▸ Provided records:

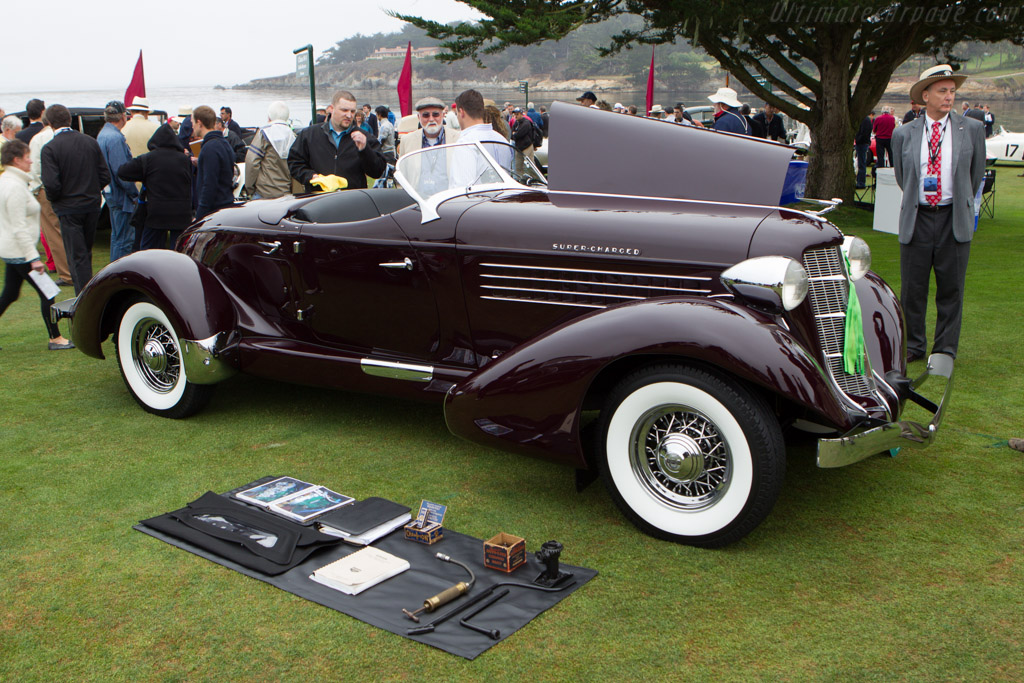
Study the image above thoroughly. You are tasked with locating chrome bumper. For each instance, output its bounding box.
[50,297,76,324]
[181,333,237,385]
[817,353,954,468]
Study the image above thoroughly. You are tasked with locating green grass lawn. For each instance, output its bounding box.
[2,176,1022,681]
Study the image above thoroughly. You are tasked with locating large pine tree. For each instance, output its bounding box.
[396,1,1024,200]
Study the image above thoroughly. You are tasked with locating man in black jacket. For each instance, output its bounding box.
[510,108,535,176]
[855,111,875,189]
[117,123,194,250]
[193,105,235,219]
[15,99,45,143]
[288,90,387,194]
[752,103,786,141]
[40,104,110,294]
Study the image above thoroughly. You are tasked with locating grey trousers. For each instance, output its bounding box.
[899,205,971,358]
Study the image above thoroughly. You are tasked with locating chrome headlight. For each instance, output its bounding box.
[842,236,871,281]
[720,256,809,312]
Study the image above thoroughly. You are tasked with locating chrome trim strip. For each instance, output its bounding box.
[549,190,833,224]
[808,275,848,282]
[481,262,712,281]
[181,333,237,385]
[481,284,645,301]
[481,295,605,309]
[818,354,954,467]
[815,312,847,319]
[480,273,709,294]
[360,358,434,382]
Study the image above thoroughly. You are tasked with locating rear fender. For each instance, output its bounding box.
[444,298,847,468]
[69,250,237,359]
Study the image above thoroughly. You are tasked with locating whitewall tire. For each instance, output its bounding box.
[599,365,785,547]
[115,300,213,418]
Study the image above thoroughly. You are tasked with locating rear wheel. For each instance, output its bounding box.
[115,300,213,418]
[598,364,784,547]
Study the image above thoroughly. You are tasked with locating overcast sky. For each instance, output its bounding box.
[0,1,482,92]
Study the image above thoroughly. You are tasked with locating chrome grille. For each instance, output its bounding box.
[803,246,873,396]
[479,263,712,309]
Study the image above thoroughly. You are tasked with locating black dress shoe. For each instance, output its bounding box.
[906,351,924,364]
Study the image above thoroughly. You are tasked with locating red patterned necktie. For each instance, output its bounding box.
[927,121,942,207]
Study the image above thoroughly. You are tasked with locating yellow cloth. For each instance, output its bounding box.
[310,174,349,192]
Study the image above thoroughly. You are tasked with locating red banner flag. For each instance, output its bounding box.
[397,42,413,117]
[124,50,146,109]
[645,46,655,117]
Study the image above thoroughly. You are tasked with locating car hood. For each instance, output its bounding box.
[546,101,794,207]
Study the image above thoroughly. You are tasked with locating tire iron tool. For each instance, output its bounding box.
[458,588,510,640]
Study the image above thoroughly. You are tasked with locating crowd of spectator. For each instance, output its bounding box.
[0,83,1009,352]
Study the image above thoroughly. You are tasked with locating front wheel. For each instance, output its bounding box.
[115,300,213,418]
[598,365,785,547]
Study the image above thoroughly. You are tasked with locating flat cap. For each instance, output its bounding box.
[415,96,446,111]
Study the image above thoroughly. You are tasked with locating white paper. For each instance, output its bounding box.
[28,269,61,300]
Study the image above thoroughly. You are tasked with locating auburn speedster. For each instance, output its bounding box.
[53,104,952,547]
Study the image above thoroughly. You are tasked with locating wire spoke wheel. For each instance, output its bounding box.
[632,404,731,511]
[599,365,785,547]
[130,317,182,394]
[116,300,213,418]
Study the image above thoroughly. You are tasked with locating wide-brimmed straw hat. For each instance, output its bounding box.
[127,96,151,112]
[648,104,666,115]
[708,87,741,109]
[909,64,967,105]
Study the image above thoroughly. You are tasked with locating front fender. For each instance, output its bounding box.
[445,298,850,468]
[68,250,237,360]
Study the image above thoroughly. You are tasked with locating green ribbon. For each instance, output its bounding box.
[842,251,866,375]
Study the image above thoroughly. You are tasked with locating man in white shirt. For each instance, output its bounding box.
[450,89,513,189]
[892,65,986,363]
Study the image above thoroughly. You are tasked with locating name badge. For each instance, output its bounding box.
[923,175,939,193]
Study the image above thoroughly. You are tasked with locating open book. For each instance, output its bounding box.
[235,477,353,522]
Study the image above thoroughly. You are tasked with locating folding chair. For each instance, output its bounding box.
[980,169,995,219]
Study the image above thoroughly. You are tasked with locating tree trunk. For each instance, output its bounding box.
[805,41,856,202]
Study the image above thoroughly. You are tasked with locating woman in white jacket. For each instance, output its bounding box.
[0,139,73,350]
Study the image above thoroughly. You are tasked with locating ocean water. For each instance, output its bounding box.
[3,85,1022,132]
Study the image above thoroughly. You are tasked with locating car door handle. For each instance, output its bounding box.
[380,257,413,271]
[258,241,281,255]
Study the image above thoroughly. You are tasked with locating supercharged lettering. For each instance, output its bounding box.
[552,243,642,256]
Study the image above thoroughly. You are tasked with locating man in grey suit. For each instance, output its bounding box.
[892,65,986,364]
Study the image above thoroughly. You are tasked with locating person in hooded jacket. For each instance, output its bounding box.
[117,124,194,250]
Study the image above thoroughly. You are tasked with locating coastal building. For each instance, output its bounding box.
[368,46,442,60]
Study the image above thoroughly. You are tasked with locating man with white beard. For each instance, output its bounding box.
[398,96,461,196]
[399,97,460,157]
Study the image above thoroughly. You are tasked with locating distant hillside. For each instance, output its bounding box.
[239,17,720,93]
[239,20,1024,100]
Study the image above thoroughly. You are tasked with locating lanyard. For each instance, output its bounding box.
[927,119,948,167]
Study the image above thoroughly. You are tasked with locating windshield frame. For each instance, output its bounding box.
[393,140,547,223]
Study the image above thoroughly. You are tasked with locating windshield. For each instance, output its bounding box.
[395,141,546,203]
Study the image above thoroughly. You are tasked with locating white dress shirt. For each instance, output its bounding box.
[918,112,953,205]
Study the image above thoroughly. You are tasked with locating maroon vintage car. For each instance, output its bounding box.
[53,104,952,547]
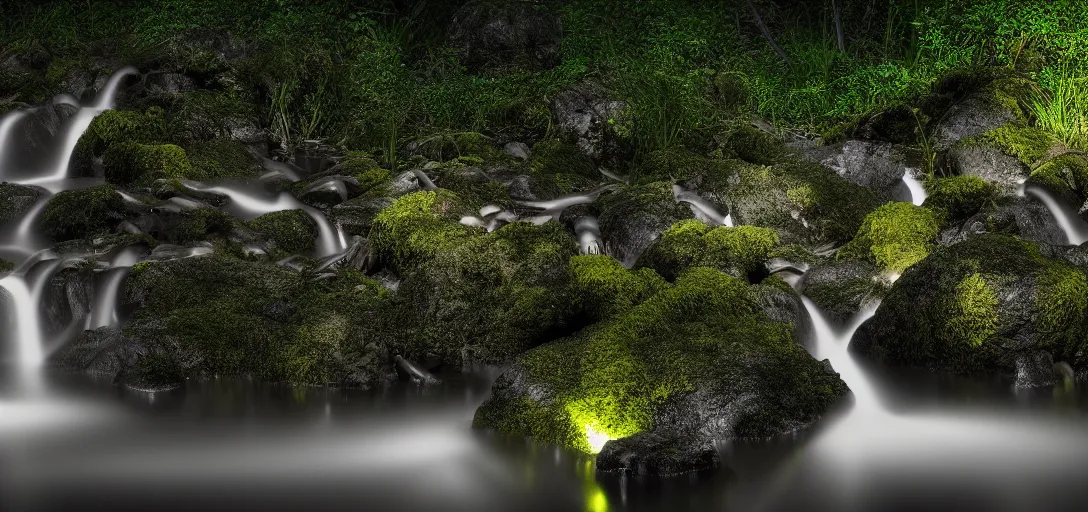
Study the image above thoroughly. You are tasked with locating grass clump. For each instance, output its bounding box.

▸ Work required: With the pictures excluded, restate the material exactly as it stands.

▸ Answer:
Study the image above thoroughly. You are tasked with locating chrome bumper. For each instance, output its bounding box.
[50,297,76,324]
[181,333,237,385]
[817,353,954,468]
Study the image above thoroughly. You are tasked with locating green grass lawn. For each instance, output its bounding box.
[2,176,1022,681]
Study the image above thoroughly. You are tasked with locating large pine tree. For each instance, output its bounding box.
[396,1,1024,200]
Study the image above thoroughly. You are tasked with locating man in black jacket. For each instance, output its bounding box.
[510,108,535,176]
[855,111,875,189]
[117,123,194,250]
[193,105,235,219]
[15,99,45,143]
[288,90,387,194]
[752,103,786,141]
[40,104,110,294]
Study the image above thoroughly. You are tasked with locating grey trousers. For each instance, output its bounding box.
[899,205,971,358]
Study the image above thoroughly. You are tasked with locating chrome headlight. For each instance, output its bounding box.
[842,236,871,281]
[720,256,809,312]
Study the image above thoroughly. You are tasked with locating chrome trim strip. For each instance, output its bounding box.
[549,190,833,224]
[808,275,848,282]
[481,262,712,281]
[181,333,237,385]
[481,284,645,301]
[481,295,605,309]
[818,354,954,467]
[815,312,847,319]
[480,273,709,294]
[360,358,434,382]
Study the image above thoroughly. You are tasked with locating rear fender. For each instance, output its bounding box.
[444,298,847,468]
[69,250,237,359]
Study the image above thoroughly. You are tasked with locating whitewall tire. For each instance, output its bounding box.
[599,365,785,547]
[115,300,213,418]
Study the image above thoroughly. You are tasked with locating rear wheel. For each instance, output its bounding box.
[115,300,213,418]
[598,364,784,547]
Study the image above thoroughly. You are tasked with locating overcast sky. For each instance, output its bounding box.
[0,1,482,92]
Study the image above thoroughly. You are tasked with locating chrome grille. For each instance, output its bounding box.
[803,246,873,396]
[479,263,712,309]
Study the image above thoroughly. You are tasked with locating black dress shoe. For each instance, output its bounding box.
[906,351,924,364]
Study the image above thoroughly. You are tasked with locating red patterned necktie. For each instance, output its bounding box.
[927,121,942,207]
Study the image above thoroughly. You are tasked with locating yellow cloth. For each instance, output its bounding box.
[310,174,349,192]
Study the image above thoroughly. You are tasked with locating red banner flag. For each instance, output its bounding box.
[397,42,413,117]
[124,50,146,109]
[645,46,655,117]
Study the image above thoroughly. You are tasked with locating car hood. For each instance, output its bounding box.
[546,101,794,207]
Study the image above thoroughly. You are tasked with locating tire iron tool. For each instance, output its bounding box.
[458,588,510,640]
Study the image above thoroughly. You are tasked with locating crowd of spectator. For each instance, output its bounding box.
[0,83,1009,352]
Study the image above thoroughly. You are tasked with locating front wheel. For each instance, output its bounding box.
[115,300,213,418]
[598,365,785,547]
Study the image above thoroughly. You are tasked with locating flat cap. For each instance, output its bounding box.
[415,96,446,111]
Study the image above thoroughly. You are tasked with locating white paper. For each instance, output its bounding box.
[28,269,61,300]
Study the image above thoroughly. You are tasked with locating auburn speedster. For each instance, output its bounding box.
[53,104,952,547]
Study the image above thoroughly. You are tasked with locating wire spoke wheel. For each instance, output its bounding box.
[632,404,731,511]
[599,365,785,547]
[130,317,182,394]
[116,300,213,418]
Study the image above thoroughly. You are tasked with locating wide-brimmed straw hat. For each instance, output its bounding box.
[127,96,151,112]
[648,104,666,115]
[708,87,741,109]
[909,64,967,105]
Study the image above thoroughly. You are tasked with locating front fender. For each instance, output its bounding box.
[445,298,850,468]
[68,250,237,360]
Study the image above thoroughly. You are tasked with locating green ribbon. For each instance, output its bounding box.
[842,251,866,375]
Study the image above thoroughly. You are tasked with locating man in white shirt. For each instance, output its bounding box.
[450,89,513,189]
[892,65,986,363]
Study the image above thoroughly. You are tasked with locating name badge. For each instance, output its bounding box.
[923,175,939,193]
Study the image above thoroughly. You are tasked with locating open book. For each instance, output its bounding box.
[235,477,353,522]
Study the image above thoroughly. You are tasked with locating folding chair. For each instance, output its bounding box.
[980,169,995,219]
Study the image above thoroughly. You are tasked with locating tree trunk. For each instance, output its bounding box.
[805,41,856,202]
Study the image above thoroughly. You are tasked with locating woman in white jacket. For each instance, output its bounding box.
[0,139,73,350]
Study the image above thoroughly. You are tasked with locating ocean water. For each instance, output its bounding box.
[3,85,1022,132]
Study the image above thoroughly. You are tasked with locating car door handle. For each instance, output its bounding box.
[380,257,413,271]
[258,241,281,255]
Study the image above thoroughly. You are tasked with locating supercharged lettering. For each instance, output its bounding box.
[552,243,642,256]
Study the image above thoroughly. You are tasked with locating man in grey suit. For each instance, output its bounding box.
[892,65,986,364]
Study the image above thoroughly. You are tasked with locating person in hooded jacket. For each instance, output its bounding box.
[117,124,194,250]
Study the image above thoroughly. You are tasked with locating coastal building. For each instance, output its bounding box.
[368,46,442,60]
Study the image above thoroughly. You are tasked with locating man with white beard. For each instance, output its bounding box.
[398,96,461,196]
[399,97,460,157]
Study the image above thoroughly. You are tasked with locating distant hillside. For each instance, output its bounding box.
[239,17,720,93]
[239,20,1024,100]
Study the image above thoroughly. You are tasked with locating lanyard. For each instance, output its bounding box.
[927,119,948,167]
Study the image above thoroughly. You are tasked with locating windshield frame. For each instance, output its bounding box.
[393,140,547,223]
Study the image above thoroughly. You are tasked with locating windshield. For each instance, output its bounding box.
[395,141,546,203]
Study the image above thoroughly. You are tasked with locating white dress shirt. For each instance, output its bounding box.
[918,112,953,205]
Study the image above thoroughly. You are tasked with locating maroon vintage car. For each instance, output its bounding box.
[53,104,952,547]
Study the image above thoroughly. You are tasked with locating grass clump. For each instance, output its bounding box.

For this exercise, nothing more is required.